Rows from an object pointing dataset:
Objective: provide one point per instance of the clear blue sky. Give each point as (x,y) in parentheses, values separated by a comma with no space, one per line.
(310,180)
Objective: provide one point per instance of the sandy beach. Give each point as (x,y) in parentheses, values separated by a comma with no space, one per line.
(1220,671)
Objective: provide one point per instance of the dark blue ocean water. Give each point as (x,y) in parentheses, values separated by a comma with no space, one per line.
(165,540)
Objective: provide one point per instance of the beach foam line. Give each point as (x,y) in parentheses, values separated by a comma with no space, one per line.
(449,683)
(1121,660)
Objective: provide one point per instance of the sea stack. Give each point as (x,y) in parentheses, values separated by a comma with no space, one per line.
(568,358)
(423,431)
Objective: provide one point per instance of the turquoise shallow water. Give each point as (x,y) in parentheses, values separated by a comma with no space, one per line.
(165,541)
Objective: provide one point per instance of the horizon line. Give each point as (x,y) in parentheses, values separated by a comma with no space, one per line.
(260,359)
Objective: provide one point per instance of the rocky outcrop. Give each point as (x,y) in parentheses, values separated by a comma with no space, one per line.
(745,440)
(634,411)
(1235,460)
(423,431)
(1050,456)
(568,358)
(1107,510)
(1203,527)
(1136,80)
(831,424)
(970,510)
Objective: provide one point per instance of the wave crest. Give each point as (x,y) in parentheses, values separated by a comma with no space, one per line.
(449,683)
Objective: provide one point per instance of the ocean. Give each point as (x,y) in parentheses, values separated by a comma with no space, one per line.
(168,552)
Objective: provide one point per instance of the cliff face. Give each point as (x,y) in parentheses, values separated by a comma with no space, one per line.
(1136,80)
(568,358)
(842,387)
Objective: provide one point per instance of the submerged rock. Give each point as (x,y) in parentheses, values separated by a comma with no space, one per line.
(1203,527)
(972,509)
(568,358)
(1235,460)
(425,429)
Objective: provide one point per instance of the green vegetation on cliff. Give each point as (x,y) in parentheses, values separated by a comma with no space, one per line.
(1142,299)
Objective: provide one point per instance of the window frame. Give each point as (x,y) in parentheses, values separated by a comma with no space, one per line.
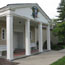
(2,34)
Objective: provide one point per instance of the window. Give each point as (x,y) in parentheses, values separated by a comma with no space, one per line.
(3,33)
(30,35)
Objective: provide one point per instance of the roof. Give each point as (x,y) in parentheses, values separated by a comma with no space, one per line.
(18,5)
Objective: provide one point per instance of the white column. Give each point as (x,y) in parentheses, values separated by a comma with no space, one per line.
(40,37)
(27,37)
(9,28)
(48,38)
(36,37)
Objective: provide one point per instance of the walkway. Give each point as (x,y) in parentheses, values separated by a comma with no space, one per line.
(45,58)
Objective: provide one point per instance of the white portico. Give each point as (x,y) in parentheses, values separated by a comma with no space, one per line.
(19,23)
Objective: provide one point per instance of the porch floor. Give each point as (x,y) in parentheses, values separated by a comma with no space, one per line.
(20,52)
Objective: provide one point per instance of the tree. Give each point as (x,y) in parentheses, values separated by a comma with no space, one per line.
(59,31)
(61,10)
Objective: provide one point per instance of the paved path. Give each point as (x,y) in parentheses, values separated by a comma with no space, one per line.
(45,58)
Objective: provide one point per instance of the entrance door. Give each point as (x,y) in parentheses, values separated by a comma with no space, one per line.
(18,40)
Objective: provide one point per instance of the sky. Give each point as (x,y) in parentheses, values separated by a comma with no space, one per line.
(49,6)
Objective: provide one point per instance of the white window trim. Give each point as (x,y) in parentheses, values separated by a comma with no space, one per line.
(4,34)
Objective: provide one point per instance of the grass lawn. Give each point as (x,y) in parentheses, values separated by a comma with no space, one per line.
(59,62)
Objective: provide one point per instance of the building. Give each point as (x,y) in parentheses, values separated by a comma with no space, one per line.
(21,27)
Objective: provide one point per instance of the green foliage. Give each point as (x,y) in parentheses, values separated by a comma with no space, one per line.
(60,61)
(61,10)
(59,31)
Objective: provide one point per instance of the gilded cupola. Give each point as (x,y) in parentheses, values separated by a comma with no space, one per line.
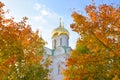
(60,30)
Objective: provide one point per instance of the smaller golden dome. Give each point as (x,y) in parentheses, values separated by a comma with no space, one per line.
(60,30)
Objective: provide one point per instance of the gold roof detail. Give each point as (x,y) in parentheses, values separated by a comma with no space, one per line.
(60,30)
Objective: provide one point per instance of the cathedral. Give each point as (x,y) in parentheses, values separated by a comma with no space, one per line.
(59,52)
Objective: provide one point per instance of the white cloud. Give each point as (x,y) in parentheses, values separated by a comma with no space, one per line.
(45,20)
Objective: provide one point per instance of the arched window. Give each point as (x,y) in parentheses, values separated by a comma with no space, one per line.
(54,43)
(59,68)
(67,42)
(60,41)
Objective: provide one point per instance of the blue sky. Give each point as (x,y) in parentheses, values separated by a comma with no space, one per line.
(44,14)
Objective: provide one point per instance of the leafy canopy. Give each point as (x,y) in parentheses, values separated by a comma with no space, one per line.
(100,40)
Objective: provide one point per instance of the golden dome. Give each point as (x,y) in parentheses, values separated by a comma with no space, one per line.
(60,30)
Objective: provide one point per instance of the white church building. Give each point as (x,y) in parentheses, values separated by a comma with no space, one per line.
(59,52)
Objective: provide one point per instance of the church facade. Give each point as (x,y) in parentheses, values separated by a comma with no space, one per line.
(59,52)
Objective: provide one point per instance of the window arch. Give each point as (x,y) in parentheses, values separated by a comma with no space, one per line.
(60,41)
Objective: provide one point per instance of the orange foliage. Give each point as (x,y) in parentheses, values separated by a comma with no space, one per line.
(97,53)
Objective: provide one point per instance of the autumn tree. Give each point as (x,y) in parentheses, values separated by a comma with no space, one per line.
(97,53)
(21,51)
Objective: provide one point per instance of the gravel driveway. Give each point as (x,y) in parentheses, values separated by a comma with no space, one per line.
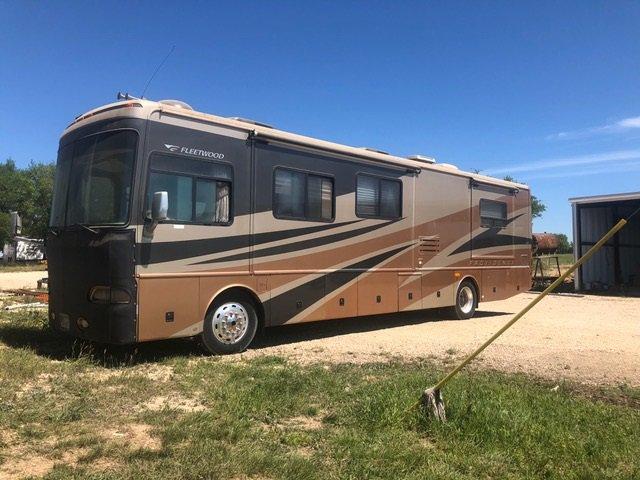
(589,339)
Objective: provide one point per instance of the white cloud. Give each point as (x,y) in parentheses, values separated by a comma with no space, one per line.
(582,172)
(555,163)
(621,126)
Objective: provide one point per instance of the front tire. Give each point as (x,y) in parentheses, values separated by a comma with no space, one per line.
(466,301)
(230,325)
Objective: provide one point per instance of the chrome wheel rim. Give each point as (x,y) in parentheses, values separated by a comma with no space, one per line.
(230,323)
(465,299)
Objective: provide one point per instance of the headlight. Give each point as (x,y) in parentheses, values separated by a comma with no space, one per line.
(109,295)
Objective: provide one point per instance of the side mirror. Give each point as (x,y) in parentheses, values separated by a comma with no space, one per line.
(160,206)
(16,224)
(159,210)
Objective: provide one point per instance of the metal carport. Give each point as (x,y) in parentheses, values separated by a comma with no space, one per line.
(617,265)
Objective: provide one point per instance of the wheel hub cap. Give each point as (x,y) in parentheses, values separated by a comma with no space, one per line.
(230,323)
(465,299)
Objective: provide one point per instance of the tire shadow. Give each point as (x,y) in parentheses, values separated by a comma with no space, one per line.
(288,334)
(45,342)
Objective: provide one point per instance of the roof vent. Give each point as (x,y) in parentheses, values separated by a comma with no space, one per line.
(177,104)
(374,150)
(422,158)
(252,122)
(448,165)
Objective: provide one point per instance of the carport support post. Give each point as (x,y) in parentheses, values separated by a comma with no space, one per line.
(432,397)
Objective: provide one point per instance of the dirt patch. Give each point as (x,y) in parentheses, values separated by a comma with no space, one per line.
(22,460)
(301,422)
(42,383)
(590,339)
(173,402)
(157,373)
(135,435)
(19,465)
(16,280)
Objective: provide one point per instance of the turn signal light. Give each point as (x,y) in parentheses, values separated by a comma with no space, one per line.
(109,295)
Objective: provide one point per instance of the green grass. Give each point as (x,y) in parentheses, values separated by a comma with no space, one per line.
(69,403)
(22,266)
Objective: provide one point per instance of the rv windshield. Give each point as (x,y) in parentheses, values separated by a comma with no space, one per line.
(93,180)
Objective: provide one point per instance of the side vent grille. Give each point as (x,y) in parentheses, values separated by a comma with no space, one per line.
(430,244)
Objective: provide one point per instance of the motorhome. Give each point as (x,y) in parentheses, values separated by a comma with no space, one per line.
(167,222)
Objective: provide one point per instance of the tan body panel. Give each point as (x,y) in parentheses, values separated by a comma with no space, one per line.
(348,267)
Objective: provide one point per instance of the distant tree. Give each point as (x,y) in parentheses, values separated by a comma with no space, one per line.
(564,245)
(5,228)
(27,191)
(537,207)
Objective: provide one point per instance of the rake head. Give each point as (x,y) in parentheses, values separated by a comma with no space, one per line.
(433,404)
...
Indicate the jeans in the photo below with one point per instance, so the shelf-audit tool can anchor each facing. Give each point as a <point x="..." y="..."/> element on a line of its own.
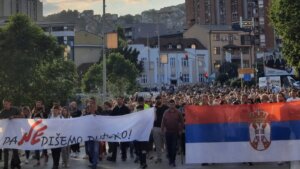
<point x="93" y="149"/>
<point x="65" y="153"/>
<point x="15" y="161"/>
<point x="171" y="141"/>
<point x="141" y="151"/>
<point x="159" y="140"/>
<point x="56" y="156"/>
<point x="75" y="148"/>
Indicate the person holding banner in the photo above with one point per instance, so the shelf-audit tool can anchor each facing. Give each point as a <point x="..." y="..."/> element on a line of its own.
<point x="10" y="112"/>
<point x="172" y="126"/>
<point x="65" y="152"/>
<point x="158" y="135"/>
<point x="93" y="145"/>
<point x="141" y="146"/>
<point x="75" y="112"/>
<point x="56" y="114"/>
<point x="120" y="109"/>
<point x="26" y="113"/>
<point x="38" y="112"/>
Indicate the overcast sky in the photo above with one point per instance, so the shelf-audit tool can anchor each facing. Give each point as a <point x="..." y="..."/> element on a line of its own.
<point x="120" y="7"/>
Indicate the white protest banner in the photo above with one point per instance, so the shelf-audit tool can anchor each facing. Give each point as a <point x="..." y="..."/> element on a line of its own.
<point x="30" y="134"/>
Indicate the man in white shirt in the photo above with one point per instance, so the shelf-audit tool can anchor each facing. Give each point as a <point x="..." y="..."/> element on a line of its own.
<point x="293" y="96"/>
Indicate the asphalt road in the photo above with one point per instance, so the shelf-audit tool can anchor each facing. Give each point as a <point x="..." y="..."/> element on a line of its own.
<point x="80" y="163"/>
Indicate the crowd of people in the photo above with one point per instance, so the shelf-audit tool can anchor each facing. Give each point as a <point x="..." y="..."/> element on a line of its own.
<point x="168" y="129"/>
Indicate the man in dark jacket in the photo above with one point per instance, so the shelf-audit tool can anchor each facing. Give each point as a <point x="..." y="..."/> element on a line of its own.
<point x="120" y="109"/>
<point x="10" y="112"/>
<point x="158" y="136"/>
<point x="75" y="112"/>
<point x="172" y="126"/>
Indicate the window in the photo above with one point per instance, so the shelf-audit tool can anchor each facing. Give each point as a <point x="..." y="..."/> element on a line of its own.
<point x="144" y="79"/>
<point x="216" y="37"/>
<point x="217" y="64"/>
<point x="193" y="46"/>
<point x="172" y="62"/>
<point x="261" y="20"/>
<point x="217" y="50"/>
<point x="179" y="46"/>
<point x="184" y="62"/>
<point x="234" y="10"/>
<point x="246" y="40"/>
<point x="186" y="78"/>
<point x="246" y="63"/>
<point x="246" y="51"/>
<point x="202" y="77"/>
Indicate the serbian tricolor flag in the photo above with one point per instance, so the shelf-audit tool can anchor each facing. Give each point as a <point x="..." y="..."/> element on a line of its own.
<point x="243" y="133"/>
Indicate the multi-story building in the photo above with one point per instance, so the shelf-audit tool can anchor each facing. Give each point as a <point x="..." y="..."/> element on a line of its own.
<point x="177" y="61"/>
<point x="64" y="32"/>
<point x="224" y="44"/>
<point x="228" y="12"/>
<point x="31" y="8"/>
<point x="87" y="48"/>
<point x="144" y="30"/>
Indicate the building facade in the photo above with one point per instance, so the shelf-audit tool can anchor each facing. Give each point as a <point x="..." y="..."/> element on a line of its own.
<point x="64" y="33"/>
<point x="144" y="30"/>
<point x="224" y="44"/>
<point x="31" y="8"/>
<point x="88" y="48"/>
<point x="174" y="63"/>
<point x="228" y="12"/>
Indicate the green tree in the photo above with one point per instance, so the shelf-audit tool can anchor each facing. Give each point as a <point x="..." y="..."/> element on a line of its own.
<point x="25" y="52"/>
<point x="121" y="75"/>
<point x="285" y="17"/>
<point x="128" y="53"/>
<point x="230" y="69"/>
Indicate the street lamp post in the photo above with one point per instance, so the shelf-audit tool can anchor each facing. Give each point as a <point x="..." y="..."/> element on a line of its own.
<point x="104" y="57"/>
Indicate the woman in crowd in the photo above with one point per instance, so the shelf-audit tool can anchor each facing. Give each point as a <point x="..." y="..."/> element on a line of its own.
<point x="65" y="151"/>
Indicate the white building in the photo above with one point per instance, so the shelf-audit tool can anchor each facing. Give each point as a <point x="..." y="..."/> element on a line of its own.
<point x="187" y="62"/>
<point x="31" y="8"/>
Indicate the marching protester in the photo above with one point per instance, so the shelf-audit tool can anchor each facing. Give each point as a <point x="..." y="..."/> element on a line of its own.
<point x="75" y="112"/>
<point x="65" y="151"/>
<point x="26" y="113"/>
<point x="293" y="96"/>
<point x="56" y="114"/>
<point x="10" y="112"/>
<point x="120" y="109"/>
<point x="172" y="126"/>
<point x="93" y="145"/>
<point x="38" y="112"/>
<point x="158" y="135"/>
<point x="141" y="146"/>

Problem to solve: Extract each line of the items above that contains the word "building".

Correct answer:
Objective: provide one point per instance of the building. Give each point as (x,y) in parentheses, values separated by a comma with no space, one per line.
Objective: provide one point per instance of the white church building. Give each point as (x,y) in parentheses, values separated by a comma with no space, one per line.
Indicate the multi-story building in the photo above with one point per instance, so the shelf-audit tool can anchor each facing. Give each point as a <point x="..." y="..."/> element on a line of its own.
Indicate the building facade in the photo above with one point per instance, so the shelf-audit tool can anchor each facing. Give each point as a <point x="..." y="..."/> element on a line of its own.
Indicate the white building in the photo above with one point per instance, so the shelf-audit tool can anchor each facing. Give each point as a <point x="..." y="..."/> element on a line of its own.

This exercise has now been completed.